===== ENTRIES =====
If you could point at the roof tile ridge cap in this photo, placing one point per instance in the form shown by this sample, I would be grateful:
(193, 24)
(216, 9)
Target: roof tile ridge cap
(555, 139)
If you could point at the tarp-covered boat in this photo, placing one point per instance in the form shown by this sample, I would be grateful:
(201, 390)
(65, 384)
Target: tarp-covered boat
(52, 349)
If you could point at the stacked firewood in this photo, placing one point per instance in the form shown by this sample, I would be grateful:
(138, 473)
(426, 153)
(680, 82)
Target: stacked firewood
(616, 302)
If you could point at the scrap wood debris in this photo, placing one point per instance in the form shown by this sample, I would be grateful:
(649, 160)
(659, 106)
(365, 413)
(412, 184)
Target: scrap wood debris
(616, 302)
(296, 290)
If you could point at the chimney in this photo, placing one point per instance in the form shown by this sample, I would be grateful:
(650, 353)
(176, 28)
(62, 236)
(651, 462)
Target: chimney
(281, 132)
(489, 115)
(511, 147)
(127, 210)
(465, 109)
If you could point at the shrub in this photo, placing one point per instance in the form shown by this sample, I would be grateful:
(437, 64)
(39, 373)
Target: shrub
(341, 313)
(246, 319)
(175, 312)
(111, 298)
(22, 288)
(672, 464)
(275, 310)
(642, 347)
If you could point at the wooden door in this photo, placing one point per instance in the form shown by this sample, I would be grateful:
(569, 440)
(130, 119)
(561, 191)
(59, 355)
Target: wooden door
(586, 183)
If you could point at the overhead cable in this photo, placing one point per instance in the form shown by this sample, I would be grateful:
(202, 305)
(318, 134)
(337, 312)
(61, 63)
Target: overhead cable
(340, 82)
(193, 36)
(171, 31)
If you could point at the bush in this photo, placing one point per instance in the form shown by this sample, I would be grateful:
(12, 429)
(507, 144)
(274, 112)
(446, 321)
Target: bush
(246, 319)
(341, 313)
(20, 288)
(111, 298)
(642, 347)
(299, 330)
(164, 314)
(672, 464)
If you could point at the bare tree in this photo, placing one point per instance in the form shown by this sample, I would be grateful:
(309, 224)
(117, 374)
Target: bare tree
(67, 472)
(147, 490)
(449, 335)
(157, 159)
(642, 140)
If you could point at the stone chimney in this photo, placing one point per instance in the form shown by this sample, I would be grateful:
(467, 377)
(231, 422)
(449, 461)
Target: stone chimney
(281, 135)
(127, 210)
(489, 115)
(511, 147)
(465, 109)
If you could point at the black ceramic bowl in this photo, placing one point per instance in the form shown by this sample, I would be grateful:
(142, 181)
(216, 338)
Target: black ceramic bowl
=====
WHAT TO DO: Take the records above and return them exactly as written.

PROBLEM SOLUTION:
If you could point at the roof tile ridge cap in this photo, placing one point per instance in the form shown by this sample, I would be grateful:
(193, 24)
(216, 9)
Target: roof tile ridge cap
(555, 139)
If you could point at the tarp-covered boat in this photo, placing one point per instance in the form shown by this sample, I would be grateful:
(201, 390)
(65, 384)
Target: tarp-covered boat
(52, 349)
If you could point at the stacked firewood in this photo, placing one point per instance in the form shown by this sample, I would be grateful:
(138, 473)
(426, 153)
(680, 82)
Target: stacked firewood
(616, 302)
If you could point at the scrap wood debris in this photo, placing one point per instance in the form shown by this sample, I would be grateful:
(649, 160)
(659, 106)
(365, 413)
(412, 184)
Target: scrap wood debris
(616, 302)
(296, 290)
If you could point at the chimney in this photo, placing one point per instance in the form shown by this sample, I would be grateful:
(650, 353)
(176, 28)
(62, 236)
(651, 462)
Target: chimney
(281, 132)
(489, 115)
(511, 147)
(127, 210)
(465, 109)
If you could point at the shrub in this photo, placing one point per instance in the form shown by this sample, I would be grateful:
(437, 64)
(39, 373)
Target: shrub
(341, 313)
(246, 319)
(175, 312)
(111, 298)
(22, 288)
(672, 464)
(275, 310)
(642, 347)
If you could point at the wooden door in this photo, placing one point per instance in the form shown by this sample, I would be grateful:
(569, 440)
(130, 119)
(561, 191)
(59, 355)
Target: wooden door
(586, 183)
If you could point at the overhead cable in this photo, placing one point per instance in the form shown by this sample, I would be grateful:
(202, 305)
(318, 134)
(337, 312)
(61, 63)
Target: overhead cable
(340, 82)
(193, 36)
(171, 31)
If you could point at the bush in this photo, placing one point per instance in the form shown by this sample, I would be grateful:
(12, 429)
(507, 144)
(274, 112)
(446, 321)
Target: bush
(246, 319)
(341, 313)
(20, 288)
(111, 298)
(642, 347)
(299, 330)
(164, 314)
(672, 464)
If you could point at the bare tree in this photo, placing one point per instance in the form shown by this sample, I would be grateful:
(309, 224)
(117, 374)
Target: bare tree
(67, 472)
(147, 490)
(449, 335)
(157, 159)
(642, 140)
If you could point at the stone chimney in this photo, placing one point per instance in the form shown by this sample, I would be grateful:
(467, 377)
(231, 422)
(449, 461)
Target: stone chimney
(281, 135)
(127, 210)
(489, 115)
(511, 147)
(465, 109)
If you could point at the black ceramic bowl in this photo, placing one point per instance in the form shown by this sample, I would be grateful:
(142, 181)
(216, 338)
Target: black ceramic bowl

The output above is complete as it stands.